#### The problem:
Can you convert the data, from its first line through the line containing "x=570 y=278", into a JSON list of strings with one string per line, skipping blank lines and leaving out the pictures?

◆ ◆ ◆ ◆

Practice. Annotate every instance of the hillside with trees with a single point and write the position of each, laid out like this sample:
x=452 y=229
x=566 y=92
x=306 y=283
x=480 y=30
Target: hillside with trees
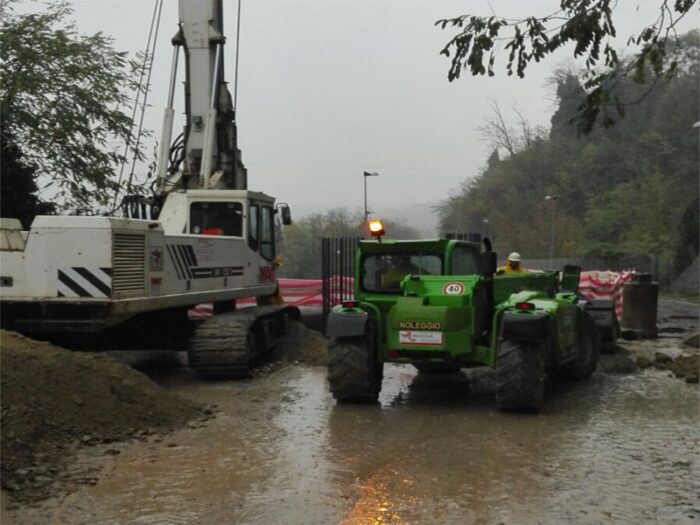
x=625 y=190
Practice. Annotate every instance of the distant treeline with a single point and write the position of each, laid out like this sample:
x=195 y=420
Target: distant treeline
x=627 y=189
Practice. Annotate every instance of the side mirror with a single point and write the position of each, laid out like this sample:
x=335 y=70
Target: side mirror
x=488 y=263
x=285 y=213
x=570 y=278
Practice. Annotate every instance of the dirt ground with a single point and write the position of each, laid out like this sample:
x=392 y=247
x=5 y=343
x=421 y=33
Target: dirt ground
x=620 y=448
x=55 y=400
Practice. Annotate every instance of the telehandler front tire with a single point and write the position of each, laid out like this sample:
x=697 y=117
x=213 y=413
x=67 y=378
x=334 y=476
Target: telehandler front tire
x=520 y=376
x=354 y=374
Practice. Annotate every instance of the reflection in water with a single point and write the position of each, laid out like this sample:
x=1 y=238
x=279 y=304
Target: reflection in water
x=615 y=449
x=377 y=504
x=599 y=452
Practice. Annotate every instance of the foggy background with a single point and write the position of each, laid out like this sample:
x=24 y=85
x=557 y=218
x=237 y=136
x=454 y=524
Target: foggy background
x=329 y=89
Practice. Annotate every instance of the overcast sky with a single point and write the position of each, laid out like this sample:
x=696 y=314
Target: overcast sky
x=330 y=88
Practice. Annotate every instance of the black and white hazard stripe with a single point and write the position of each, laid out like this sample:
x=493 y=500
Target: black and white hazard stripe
x=84 y=282
x=183 y=258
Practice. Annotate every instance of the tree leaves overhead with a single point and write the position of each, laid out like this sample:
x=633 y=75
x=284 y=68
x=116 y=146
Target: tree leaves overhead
x=588 y=26
x=65 y=101
x=621 y=191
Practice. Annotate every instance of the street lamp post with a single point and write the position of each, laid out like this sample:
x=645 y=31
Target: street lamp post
x=552 y=198
x=368 y=174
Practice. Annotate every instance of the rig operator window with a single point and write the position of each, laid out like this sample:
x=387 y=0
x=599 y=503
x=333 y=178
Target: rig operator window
x=384 y=273
x=216 y=218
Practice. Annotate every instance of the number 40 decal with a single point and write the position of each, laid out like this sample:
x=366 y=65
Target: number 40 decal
x=453 y=288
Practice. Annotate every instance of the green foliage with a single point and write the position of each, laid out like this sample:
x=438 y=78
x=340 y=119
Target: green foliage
x=589 y=26
x=64 y=101
x=301 y=251
x=621 y=191
x=17 y=198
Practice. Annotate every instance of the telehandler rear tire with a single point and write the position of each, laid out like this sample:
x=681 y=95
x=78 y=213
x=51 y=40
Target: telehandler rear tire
x=354 y=374
x=520 y=376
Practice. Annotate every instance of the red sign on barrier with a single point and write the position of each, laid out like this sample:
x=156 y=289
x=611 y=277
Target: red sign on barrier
x=308 y=292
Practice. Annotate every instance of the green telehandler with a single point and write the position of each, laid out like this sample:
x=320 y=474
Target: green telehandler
x=436 y=304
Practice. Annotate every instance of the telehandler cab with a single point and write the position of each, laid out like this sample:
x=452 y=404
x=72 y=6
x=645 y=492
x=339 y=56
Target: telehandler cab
x=437 y=305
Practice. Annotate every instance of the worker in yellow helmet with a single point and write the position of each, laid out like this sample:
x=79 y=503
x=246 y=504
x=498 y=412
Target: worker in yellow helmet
x=512 y=265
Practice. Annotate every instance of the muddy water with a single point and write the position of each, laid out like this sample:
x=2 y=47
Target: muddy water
x=616 y=449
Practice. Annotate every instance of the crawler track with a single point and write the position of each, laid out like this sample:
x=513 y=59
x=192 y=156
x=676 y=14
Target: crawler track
x=227 y=345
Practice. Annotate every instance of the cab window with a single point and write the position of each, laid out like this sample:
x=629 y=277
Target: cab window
x=464 y=261
x=267 y=244
x=253 y=235
x=216 y=218
x=384 y=273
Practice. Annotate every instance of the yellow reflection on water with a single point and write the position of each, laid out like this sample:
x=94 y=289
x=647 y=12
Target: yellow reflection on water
x=381 y=501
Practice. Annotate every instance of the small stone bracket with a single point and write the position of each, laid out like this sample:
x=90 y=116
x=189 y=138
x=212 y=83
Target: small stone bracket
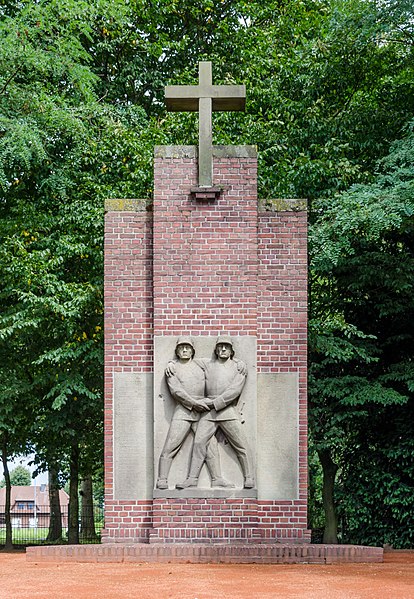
x=203 y=194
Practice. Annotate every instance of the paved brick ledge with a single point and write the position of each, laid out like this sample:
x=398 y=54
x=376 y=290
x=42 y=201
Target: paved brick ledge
x=201 y=553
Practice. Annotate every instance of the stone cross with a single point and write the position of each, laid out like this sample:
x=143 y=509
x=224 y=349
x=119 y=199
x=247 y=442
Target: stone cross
x=204 y=98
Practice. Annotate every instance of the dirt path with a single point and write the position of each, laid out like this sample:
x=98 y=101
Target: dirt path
x=394 y=579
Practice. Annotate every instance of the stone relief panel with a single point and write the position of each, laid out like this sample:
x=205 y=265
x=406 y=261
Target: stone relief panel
x=205 y=413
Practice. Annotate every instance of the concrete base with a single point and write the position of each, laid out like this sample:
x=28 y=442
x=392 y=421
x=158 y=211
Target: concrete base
x=199 y=553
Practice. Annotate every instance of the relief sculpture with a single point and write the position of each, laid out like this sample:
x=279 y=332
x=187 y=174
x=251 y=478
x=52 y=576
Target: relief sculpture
x=206 y=393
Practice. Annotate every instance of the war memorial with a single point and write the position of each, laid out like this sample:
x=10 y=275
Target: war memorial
x=206 y=362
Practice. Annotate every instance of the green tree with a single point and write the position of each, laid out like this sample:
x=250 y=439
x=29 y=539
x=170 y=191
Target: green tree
x=362 y=349
x=19 y=476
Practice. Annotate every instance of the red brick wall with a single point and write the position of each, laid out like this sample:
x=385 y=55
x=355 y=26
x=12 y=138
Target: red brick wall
x=282 y=338
x=205 y=253
x=218 y=266
x=128 y=342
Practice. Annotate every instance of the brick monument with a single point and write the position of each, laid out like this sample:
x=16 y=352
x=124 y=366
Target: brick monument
x=206 y=262
x=205 y=364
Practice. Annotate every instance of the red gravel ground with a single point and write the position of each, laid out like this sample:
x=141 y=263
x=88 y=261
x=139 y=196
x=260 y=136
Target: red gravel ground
x=394 y=579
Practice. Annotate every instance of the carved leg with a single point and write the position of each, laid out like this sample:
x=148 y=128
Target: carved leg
x=237 y=439
x=177 y=433
x=214 y=465
x=205 y=431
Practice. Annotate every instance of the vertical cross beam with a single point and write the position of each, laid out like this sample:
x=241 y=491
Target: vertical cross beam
x=205 y=98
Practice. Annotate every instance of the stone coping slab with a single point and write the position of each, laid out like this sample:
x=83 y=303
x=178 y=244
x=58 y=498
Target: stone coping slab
x=198 y=553
x=215 y=493
x=192 y=151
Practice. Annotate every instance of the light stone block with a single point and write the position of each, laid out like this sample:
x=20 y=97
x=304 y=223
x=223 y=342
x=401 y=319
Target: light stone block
x=164 y=405
x=278 y=436
x=133 y=436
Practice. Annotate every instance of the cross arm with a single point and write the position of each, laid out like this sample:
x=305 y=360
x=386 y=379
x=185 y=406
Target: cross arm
x=183 y=98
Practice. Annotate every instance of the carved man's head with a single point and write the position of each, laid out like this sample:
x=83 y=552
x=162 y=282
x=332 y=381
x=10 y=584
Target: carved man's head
x=184 y=348
x=224 y=347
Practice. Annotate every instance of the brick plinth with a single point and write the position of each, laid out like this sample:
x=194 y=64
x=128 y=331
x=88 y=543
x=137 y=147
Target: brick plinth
x=201 y=553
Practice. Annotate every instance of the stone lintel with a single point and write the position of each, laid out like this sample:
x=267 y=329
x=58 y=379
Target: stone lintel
x=127 y=205
x=283 y=205
x=216 y=493
x=218 y=152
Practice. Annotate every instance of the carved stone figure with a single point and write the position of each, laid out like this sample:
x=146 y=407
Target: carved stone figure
x=225 y=379
x=186 y=381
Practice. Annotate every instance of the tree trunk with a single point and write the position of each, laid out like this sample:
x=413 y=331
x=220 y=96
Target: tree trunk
x=88 y=532
x=9 y=540
x=330 y=533
x=55 y=526
x=73 y=524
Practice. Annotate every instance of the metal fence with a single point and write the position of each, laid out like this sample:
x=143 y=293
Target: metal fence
x=30 y=525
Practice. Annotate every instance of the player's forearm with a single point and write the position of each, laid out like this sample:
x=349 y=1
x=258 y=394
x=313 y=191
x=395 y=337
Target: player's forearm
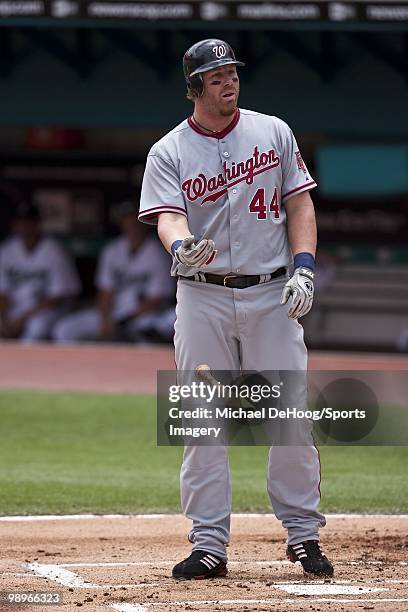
x=301 y=222
x=171 y=227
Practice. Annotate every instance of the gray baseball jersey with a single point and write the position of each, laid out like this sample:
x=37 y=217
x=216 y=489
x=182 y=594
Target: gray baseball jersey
x=232 y=191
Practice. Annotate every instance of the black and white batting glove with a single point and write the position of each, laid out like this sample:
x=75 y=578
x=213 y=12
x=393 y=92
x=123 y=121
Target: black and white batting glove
x=194 y=254
x=299 y=289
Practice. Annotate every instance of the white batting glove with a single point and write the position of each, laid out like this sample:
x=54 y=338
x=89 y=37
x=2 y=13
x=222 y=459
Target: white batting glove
x=196 y=255
x=300 y=289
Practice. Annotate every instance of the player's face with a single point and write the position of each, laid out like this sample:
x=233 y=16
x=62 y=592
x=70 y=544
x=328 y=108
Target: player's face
x=221 y=90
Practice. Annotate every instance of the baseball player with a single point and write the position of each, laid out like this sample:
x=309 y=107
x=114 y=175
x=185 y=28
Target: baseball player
x=37 y=280
x=133 y=285
x=230 y=193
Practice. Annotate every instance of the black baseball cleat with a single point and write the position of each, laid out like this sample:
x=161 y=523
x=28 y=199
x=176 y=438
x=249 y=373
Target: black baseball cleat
x=200 y=565
x=314 y=562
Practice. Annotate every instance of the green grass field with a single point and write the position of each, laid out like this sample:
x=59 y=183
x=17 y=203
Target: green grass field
x=77 y=452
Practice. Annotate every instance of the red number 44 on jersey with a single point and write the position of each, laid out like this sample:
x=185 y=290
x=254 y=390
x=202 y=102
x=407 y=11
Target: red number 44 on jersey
x=258 y=206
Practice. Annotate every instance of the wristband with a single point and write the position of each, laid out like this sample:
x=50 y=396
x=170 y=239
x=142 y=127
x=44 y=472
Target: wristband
x=304 y=260
x=175 y=246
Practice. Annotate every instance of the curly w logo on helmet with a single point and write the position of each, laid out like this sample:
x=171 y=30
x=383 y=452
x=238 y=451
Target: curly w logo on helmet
x=220 y=51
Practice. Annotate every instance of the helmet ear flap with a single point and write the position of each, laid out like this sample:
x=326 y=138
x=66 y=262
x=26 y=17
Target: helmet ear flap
x=195 y=83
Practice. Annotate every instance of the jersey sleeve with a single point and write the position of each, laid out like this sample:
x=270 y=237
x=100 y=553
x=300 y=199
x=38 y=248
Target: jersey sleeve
x=160 y=283
x=161 y=190
x=63 y=280
x=295 y=176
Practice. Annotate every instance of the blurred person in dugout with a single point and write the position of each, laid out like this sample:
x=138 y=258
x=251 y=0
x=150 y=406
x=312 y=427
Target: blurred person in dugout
x=134 y=289
x=38 y=281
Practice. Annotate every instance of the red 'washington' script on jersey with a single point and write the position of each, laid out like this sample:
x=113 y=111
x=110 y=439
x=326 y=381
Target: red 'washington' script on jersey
x=217 y=185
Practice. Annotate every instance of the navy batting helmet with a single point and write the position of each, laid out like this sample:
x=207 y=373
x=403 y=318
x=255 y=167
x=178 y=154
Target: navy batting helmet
x=203 y=56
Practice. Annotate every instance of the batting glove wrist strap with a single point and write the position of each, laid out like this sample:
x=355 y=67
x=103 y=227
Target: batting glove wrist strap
x=299 y=289
x=175 y=246
x=304 y=260
x=194 y=254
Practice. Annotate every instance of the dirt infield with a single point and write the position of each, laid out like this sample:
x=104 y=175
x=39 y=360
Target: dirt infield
x=125 y=564
x=129 y=369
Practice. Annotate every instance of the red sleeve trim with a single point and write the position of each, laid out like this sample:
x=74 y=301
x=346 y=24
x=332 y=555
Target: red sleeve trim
x=304 y=187
x=153 y=212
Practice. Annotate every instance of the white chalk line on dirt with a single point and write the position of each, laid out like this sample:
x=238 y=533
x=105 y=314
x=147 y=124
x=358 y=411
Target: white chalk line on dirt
x=69 y=579
x=231 y=602
x=69 y=576
x=76 y=517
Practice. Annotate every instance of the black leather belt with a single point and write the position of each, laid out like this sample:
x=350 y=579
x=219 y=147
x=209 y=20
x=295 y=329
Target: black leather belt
x=234 y=281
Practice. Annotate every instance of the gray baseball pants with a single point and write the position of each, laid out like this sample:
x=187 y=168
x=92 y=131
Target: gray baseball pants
x=248 y=329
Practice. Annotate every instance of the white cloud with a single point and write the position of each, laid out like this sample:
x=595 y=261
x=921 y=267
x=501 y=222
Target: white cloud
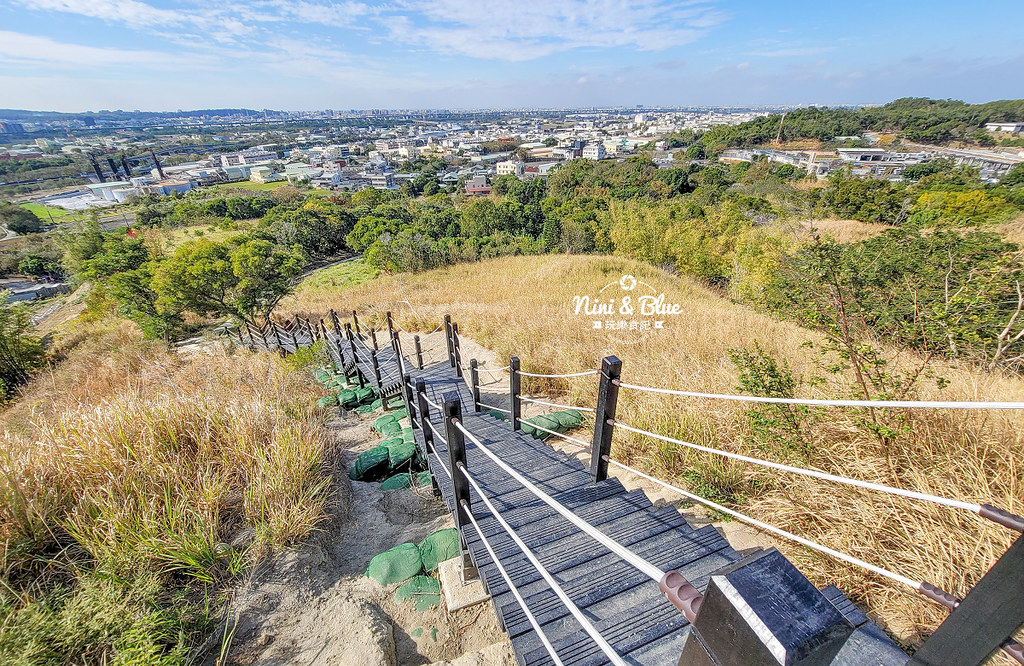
x=15 y=47
x=530 y=29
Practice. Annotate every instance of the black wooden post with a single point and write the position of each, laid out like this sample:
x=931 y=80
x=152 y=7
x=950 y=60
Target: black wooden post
x=428 y=433
x=989 y=615
x=457 y=462
x=421 y=401
x=457 y=347
x=607 y=399
x=262 y=335
x=448 y=339
x=514 y=403
x=377 y=376
x=474 y=384
x=407 y=391
x=355 y=365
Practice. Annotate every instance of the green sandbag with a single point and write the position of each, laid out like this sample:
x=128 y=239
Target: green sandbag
x=425 y=591
x=371 y=465
x=394 y=566
x=381 y=420
x=397 y=482
x=398 y=454
x=568 y=418
x=439 y=546
x=390 y=429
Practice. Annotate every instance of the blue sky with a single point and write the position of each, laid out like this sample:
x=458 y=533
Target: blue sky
x=301 y=54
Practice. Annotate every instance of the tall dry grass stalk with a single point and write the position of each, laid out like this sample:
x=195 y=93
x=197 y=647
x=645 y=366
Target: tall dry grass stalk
x=523 y=306
x=141 y=458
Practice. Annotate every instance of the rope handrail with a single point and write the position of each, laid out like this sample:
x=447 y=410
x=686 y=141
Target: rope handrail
x=897 y=404
x=926 y=497
x=568 y=374
x=770 y=528
x=927 y=589
x=497 y=409
x=636 y=560
x=512 y=588
x=559 y=434
x=572 y=608
x=541 y=402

◆ ◆ ◆ ◆

#### In response:
[
  "Practice. Annotate every instance of the hillside with trees with a single point and write the position of each, laid out like this sample:",
  "x=452 y=229",
  "x=566 y=92",
  "x=306 y=283",
  "x=480 y=30",
  "Target: hillside with trees",
  "x=625 y=190",
  "Practice. Annotate every instance of the distant treeline with a single point and write the position of each, laid out like this sample:",
  "x=195 y=420",
  "Target: distant treeline",
  "x=627 y=189",
  "Practice. Annotate every instance of the side mirror with a single point and write the position of each, laid out like this sample:",
  "x=335 y=70",
  "Target: side mirror",
  "x=488 y=263",
  "x=285 y=213",
  "x=570 y=278"
]